* TASK REQUIREMENTS: Beneath this line is the data. Output exactly the lines from the line with "red sandstone wall" to the line with "curved rock formation", both ends included, and nothing more.
━━━━━ DATA FOR THIS EXERCISE
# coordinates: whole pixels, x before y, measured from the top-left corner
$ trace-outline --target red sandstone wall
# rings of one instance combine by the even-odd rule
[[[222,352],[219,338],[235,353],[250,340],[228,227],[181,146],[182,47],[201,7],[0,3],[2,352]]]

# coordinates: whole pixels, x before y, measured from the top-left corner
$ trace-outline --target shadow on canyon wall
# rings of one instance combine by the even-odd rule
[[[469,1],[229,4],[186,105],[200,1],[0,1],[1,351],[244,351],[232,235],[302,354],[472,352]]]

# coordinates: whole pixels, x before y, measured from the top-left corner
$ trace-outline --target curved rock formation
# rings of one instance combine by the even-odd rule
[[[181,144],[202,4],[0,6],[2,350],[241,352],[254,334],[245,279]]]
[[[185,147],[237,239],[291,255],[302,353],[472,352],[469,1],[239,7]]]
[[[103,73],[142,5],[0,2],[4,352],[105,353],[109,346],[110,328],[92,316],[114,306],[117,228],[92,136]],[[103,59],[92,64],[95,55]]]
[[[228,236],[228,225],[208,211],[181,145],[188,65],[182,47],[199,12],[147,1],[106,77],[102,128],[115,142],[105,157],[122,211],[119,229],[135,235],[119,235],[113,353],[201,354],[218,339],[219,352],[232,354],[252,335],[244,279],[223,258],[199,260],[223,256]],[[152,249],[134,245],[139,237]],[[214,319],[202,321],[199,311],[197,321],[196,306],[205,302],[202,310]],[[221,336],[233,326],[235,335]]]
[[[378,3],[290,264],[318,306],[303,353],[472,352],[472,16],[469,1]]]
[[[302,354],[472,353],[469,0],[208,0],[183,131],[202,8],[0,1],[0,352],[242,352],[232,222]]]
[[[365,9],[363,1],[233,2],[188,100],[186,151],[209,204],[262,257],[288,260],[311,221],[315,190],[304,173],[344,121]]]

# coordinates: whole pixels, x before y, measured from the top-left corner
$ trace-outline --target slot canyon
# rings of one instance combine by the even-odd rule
━━━━━━━━━━
* RESPONSE AREA:
$ trace-outline --target red sandstone wall
# rings of one instance combine by the even-odd rule
[[[222,352],[219,338],[235,353],[250,340],[228,227],[181,146],[182,47],[201,7],[0,3],[2,352]]]

# coordinates: whole pixels, x before y, measured from the top-left corner
$ trace-outline --target shadow on canyon wall
# rings of one instance combine by the even-odd rule
[[[469,1],[229,4],[186,105],[200,1],[0,1],[1,351],[244,351],[232,235],[302,354],[472,352]]]

# coordinates: whole pixels, x before y, measured from the top-left corner
$ trace-outline --target curved rock formation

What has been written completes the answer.